# [Selected passage]
Invalid global write of size 4. Need help with debugging

edft56 · October 26, 2020, 10:41am

Hi, I am having trouble debugging a simple kernel I wrote. This is the first kernel I’ve written in cuda so maybe its an obvious mistake on my part. Here’s the code:

Code

include <stdio.h>
include <stdlib.h>
include <string.h>
include
include <assert.h>

include <cuda_runtime.h>

define gpuErrchk(ans) { gpuAssert((ans), FILE, LINE); }
inline void gpuAssert(cudaError_t code, const char *file, int line, bool abort=true)
{
if (code != cudaSuccess)

# [Data block]
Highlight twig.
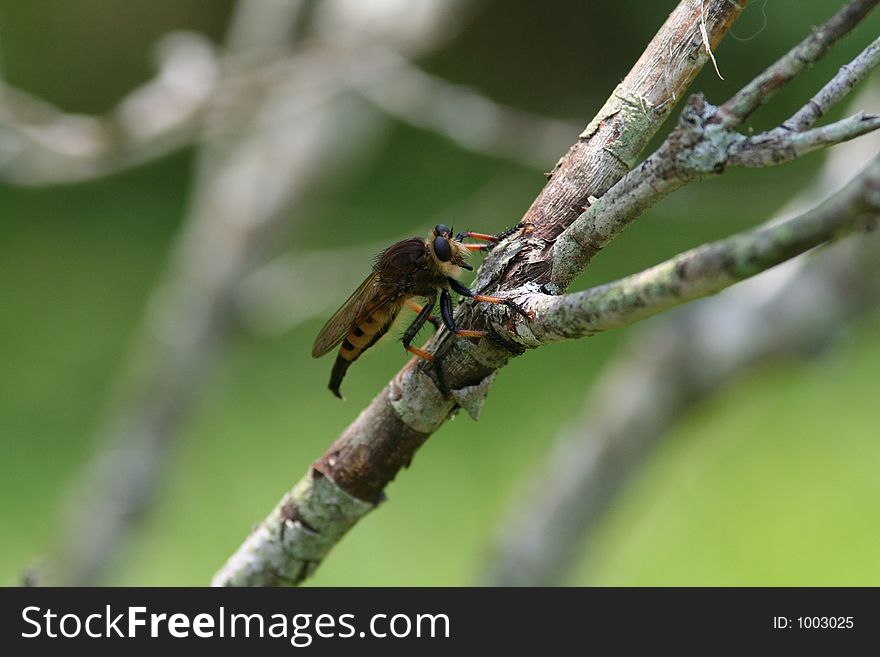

# [Task prompt]
Print, character for character, the part of the CUDA debugging thread that opens with the words containing "include <cuda_runtime.h>" and closes with "line, bool abort=true)". The material is not needed here.

# [Result below]
include <cuda_runtime.h>

define gpuErrchk(ans) { gpuAssert((ans), FILE, LINE); }
inline void gpuAssert(cudaError_t code, const char *file, int line, bool abort=true)